▸ WRITTEN TASK: Write out all the entries word for word and omit any pictures.

▸ DATA RECORDS:

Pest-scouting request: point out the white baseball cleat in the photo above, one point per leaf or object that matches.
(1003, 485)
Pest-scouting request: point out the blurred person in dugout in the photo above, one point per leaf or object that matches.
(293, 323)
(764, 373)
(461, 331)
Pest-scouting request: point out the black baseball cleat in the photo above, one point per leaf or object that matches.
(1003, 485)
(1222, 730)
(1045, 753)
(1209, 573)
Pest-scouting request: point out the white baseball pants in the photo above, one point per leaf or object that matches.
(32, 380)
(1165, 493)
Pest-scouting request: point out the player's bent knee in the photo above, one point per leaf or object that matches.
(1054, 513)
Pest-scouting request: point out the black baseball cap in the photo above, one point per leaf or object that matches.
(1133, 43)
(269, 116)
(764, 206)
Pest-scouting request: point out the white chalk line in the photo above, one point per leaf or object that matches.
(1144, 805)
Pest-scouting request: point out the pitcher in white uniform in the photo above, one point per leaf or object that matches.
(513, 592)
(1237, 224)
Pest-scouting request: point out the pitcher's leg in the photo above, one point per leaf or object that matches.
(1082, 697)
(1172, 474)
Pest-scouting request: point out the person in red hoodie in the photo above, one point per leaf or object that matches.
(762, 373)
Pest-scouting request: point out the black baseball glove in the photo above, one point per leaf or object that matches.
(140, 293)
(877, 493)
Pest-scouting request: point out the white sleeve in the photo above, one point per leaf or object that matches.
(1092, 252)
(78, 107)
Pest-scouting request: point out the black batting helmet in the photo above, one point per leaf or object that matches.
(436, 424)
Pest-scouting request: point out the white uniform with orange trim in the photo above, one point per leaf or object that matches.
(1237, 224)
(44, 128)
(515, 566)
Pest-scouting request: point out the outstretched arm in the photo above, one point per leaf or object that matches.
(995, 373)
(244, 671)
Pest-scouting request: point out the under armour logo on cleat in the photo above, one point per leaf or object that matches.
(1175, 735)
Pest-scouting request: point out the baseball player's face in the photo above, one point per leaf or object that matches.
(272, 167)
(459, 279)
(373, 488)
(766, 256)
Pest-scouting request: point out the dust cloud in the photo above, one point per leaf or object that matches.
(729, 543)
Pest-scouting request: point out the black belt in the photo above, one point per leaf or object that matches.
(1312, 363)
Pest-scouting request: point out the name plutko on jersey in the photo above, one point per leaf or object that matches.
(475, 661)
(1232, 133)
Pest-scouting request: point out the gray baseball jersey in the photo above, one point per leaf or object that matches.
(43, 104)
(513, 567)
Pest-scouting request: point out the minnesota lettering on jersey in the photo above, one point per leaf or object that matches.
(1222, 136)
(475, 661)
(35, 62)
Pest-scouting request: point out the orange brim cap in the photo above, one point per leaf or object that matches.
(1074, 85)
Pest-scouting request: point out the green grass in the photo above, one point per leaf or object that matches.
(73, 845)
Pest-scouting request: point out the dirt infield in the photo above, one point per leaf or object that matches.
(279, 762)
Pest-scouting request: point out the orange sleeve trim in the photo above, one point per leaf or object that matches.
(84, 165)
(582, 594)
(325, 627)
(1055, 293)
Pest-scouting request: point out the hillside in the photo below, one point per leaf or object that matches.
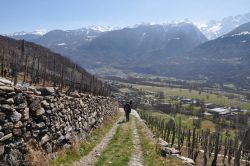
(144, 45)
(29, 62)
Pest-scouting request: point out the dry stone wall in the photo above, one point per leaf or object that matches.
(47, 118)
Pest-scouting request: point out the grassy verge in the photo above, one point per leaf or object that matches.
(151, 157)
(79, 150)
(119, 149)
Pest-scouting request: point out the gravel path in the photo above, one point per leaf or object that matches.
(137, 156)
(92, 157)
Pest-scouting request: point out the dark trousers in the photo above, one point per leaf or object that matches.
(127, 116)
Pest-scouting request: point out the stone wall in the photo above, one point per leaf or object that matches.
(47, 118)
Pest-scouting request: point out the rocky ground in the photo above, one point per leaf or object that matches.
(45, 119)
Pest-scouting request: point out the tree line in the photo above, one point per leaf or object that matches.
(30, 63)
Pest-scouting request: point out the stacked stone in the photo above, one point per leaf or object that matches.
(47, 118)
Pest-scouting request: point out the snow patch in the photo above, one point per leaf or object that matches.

▸ EXERCISE RESULT:
Pest-scouting request: point out the white baseball cleat in the photo above, one point per leaf or object that matches.
(1003, 485)
Pest-scouting request: point out the blurred person in dugout in the photo above, one point per leaf or object that matches.
(293, 323)
(764, 373)
(461, 331)
Pest-scouting request: point out the black baseball cleat in the photo above, one point per leaf or object that matches.
(1003, 485)
(1222, 730)
(1045, 753)
(1209, 573)
Pest-scouting request: point out the white baseball pants in the photo above, one point per leaf or object that matches.
(32, 380)
(1165, 493)
Pest-scouting request: point out the player's bent knee in the photo above, one point per leaf or object that matches.
(1054, 513)
Pest-scouting request: point out the black baseball cap in the photo above, one point per leaf or object that matches.
(1133, 43)
(269, 116)
(764, 206)
Pest-scouting request: point out the white chalk line in the photo above, one point per leaf or object that matches.
(1144, 805)
Pest-scouting request: point out the pitcher in white uniform in the photo above, one point per leaf or object that matches.
(513, 592)
(1237, 224)
Pest-scouting request: point out the pitcher's leg in the photo above, one point per leaf or object that matches.
(1082, 697)
(1172, 474)
Pest-scouting request: point out the person in red hoodie in the photo above, one point per leaf or object that matches.
(762, 373)
Pest-scouting request: point out the black baseball glove in the photo above, one point per leaf or object that matches.
(140, 293)
(877, 493)
Pest-scouting request: point out the white sleeve in the photo above, one point per leaf or object that matches.
(1092, 252)
(78, 107)
Pest-scouting request: point out the black batting helmet in the photo above, one point per leaf or object that matches.
(436, 424)
Pest-scouting request: point out the white uniform with orange trim in the photo above, one point per leaf or object that matches.
(1237, 224)
(44, 128)
(515, 566)
Pest-scouting request: point out the outstretched arm in the photo above, one point per leaf or object that matches.
(995, 373)
(244, 671)
Pest-scouting request: point out the under armour logo on cleat in the photo above, one point per leaf or object that matches.
(1175, 735)
Pest-scouting request: point out the baseball player's face in the photo above, one point per leaf or object that matches.
(272, 167)
(459, 279)
(373, 488)
(766, 256)
Pest-scouting request: point out the dust cloud in the photo above, one point per leaf or object that matches.
(729, 543)
Pest-scouting request: point out the black belt in the photo above, one point per leaf or object that matches.
(1312, 363)
Pest-scouting request: point out the name plutko on jersey in the photo above, one point per leaf or object that matches.
(475, 661)
(1232, 133)
Pest-scouting request: point out the gray baseball jersey in the photo above, one point per leaf or object that matches.
(43, 104)
(513, 567)
Pest-scouting request: point out the minnesota lettering on jersey in the photo above, one point per leaf or object that matches.
(1222, 136)
(475, 661)
(35, 62)
Pest-scouting request: point out the orange brim cap in the photo above, one point per leaf or object that matches.
(1074, 85)
Pest-scouting request: point out the green grass in the photo above, one point per leaf or object that matches.
(73, 845)
Pest-scouting request: point out the dirt infield in the photo above, one point per leaf or object that matches.
(279, 762)
Pest-scouting request: point out the orange sleeve trim in the photo above, one point per leaf or object that matches.
(84, 165)
(582, 594)
(325, 627)
(1055, 293)
Pest-scouting request: point out the hillside in the photo below, one point per leaf or object that matches.
(144, 45)
(29, 62)
Pest-scouting request: point out the dry stone wall in the photo above, one point per leaf or object that matches.
(47, 118)
Pest-scouting request: point out the grassy verge in the photo above, one point per leaf or object that matches.
(151, 157)
(79, 150)
(119, 149)
Pest-scouting request: point out the gravel path in the photo above, one point per leaf or object that matches.
(137, 156)
(92, 157)
Pest-scouting request: point out the dark trousers in the photo above, one point per leaf or object that matches.
(127, 116)
Pest-scouting request: point out the stone wall in the photo above, one point per leaf or object that matches.
(47, 118)
Pest-scouting request: point out the rocky ground in the photo above, one point per leaf or object that matches.
(45, 119)
Pest-scouting request: point out the tree line in the photo above, one point per leaf or object that matches.
(30, 63)
Pest-scouting request: point out the stacked stone in the photo above, one point per leaf or object that matches.
(47, 118)
Pest-scouting request: point out the snow patch in the photo above, one point per leaf or object that matches.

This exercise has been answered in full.